*Work required:* Output every line of the records below as a JSON list of strings, one string per line, skipping blank lines.

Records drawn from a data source
'''

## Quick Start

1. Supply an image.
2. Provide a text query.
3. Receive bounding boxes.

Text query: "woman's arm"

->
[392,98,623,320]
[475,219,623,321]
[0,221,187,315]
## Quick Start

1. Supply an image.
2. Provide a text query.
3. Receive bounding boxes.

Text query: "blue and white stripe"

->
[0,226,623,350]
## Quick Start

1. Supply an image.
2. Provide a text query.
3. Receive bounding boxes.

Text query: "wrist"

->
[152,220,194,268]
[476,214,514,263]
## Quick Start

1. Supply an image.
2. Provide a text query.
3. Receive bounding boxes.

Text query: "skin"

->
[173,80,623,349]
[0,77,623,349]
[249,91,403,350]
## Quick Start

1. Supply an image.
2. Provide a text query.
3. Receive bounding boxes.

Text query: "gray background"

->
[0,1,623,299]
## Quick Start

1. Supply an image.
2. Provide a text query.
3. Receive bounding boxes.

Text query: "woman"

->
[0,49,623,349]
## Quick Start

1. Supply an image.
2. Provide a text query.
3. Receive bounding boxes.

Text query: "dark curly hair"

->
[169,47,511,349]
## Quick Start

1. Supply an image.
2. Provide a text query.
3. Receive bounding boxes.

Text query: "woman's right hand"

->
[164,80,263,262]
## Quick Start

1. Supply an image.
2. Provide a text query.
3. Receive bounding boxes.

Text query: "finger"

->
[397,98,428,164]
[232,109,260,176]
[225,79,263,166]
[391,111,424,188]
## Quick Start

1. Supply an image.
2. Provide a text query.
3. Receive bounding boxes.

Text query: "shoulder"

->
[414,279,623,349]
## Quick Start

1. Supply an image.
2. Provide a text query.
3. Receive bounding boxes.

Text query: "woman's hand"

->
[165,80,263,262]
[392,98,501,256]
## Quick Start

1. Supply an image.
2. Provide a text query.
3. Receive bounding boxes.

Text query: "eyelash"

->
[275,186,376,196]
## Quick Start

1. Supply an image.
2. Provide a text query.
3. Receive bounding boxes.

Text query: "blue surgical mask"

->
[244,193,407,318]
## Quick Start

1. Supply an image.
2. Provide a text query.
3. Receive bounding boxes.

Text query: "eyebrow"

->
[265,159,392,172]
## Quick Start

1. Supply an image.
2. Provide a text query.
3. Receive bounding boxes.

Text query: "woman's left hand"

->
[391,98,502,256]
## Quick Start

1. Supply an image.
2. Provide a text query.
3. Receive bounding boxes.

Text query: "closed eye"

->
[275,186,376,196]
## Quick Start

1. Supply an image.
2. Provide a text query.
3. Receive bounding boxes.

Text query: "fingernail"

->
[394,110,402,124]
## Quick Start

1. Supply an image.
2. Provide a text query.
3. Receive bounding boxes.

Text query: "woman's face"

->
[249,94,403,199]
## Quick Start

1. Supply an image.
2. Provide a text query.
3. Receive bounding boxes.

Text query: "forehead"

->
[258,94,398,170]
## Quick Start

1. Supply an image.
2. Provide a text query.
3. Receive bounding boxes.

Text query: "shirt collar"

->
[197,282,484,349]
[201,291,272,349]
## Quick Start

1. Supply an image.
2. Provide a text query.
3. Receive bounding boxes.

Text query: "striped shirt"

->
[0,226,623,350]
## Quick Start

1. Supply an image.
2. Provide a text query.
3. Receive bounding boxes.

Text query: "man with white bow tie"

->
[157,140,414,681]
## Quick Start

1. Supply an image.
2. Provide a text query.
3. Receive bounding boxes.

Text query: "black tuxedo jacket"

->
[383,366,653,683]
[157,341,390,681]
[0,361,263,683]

'''

*Answer for the task:*
[
  "## Quick Start",
  "1. Supply an image.",
  "2. Provide a text query.",
  "3. Receive bounding boxes.",
  "Text query: \"woman's arm\"",
  "->",
  "[392,98,623,320]",
  "[475,219,623,321]",
  "[0,221,187,315]",
  "## Quick Start",
  "1. Supply an image.",
  "2. Provide a text query.",
  "3. Receive bounding boxes.",
  "Text query: \"blue and white stripe\"",
  "->",
  "[0,226,623,350]",
  "## Quick Start",
  "1. Supply an image.",
  "2. Provide a text query.",
  "3. Receive bounding boxes.",
  "Text query: \"wrist\"",
  "->",
  "[152,220,194,268]",
  "[476,214,514,263]",
  "## Quick Start",
  "1. Supply an image.",
  "2. Provide a text query.",
  "3. Receive bounding boxes.",
  "Text query: \"skin\"",
  "->",
  "[173,80,623,349]",
  "[0,77,623,349]",
  "[249,91,403,350]",
  "## Quick Start",
  "1. Supply an image.",
  "2. Provide a text query.",
  "3. Receive bounding boxes.",
  "Text query: \"gray background\"",
  "->",
  "[0,1,623,299]",
  "## Quick Start",
  "1. Supply an image.",
  "2. Provide a text query.",
  "3. Receive bounding boxes.",
  "Text query: \"woman\"",
  "->",
  "[0,49,623,349]",
  "## Quick Start",
  "1. Supply an image.",
  "2. Provide a text query.",
  "3. Receive bounding boxes.",
  "Text query: \"dark curly hair\"",
  "->",
  "[169,47,511,349]",
  "## Quick Start",
  "1. Supply an image.",
  "2. Provide a text query.",
  "3. Receive bounding boxes.",
  "Text query: \"woman's right hand\"",
  "->",
  "[164,80,263,262]",
  "## Quick Start",
  "1. Supply an image.",
  "2. Provide a text query.",
  "3. Receive bounding boxes.",
  "Text query: \"finger\"",
  "->",
  "[397,98,428,164]",
  "[232,109,260,176]",
  "[225,79,263,166]",
  "[391,111,424,188]",
  "## Quick Start",
  "1. Supply an image.",
  "2. Provide a text query.",
  "3. Receive bounding boxes.",
  "Text query: \"shoulder\"",
  "->",
  "[414,279,623,349]",
  "## Quick Start",
  "1. Supply an image.",
  "2. Provide a text query.",
  "3. Receive bounding boxes.",
  "Text query: \"woman's hand\"",
  "->",
  "[165,80,263,262]",
  "[392,98,501,256]",
  "## Quick Start",
  "1. Supply an image.",
  "2. Provide a text query.",
  "3. Receive bounding boxes.",
  "Text query: \"eyelash\"",
  "->",
  "[275,186,376,196]",
  "## Quick Start",
  "1. Supply an image.",
  "2. Provide a text query.",
  "3. Receive bounding boxes.",
  "Text query: \"blue surgical mask\"",
  "->",
  "[244,193,407,318]",
  "## Quick Start",
  "1. Supply an image.",
  "2. Provide a text query.",
  "3. Receive bounding boxes.",
  "Text query: \"eyebrow\"",
  "->",
  "[265,159,392,172]",
  "## Quick Start",
  "1. Supply an image.",
  "2. Provide a text query.",
  "3. Receive bounding boxes.",
  "Text query: \"woman's left hand\"",
  "->",
  "[391,98,502,256]",
  "## Quick Start",
  "1. Supply an image.",
  "2. Provide a text query.",
  "3. Receive bounding boxes.",
  "Text query: \"closed eye\"",
  "->",
  "[275,186,376,196]",
  "## Quick Start",
  "1. Supply an image.",
  "2. Provide a text query.",
  "3. Receive bounding boxes.",
  "Text query: \"fingernail\"",
  "->",
  "[394,110,402,124]",
  "## Quick Start",
  "1. Supply an image.",
  "2. Provide a text query.",
  "3. Receive bounding boxes.",
  "Text query: \"woman's face\"",
  "->",
  "[249,94,403,199]",
  "## Quick Start",
  "1. Supply an image.",
  "2. Provide a text query.",
  "3. Receive bounding boxes.",
  "Text query: \"forehead\"",
  "->",
  "[258,94,398,170]",
  "## Quick Start",
  "1. Supply an image.",
  "2. Provide a text query.",
  "3. Receive bounding boxes.",
  "Text query: \"shirt collar\"",
  "->",
  "[197,282,484,349]",
  "[201,291,272,349]",
  "## Quick Start",
  "1. Supply an image.",
  "2. Provide a text query.",
  "3. Receive bounding boxes.",
  "Text query: \"striped shirt\"",
  "->",
  "[0,226,623,350]",
  "## Quick Start",
  "1. Supply an image.",
  "2. Provide a text query.",
  "3. Receive bounding boxes.",
  "Text query: \"man with white bow tie\"",
  "->",
  "[157,140,414,681]",
  "## Quick Start",
  "1. Supply an image.",
  "2. Provide a text query.",
  "3. Receive bounding boxes.",
  "Text query: \"black tuxedo jacket\"",
  "->",
  "[383,366,653,683]",
  "[157,341,390,681]",
  "[0,361,263,683]"
]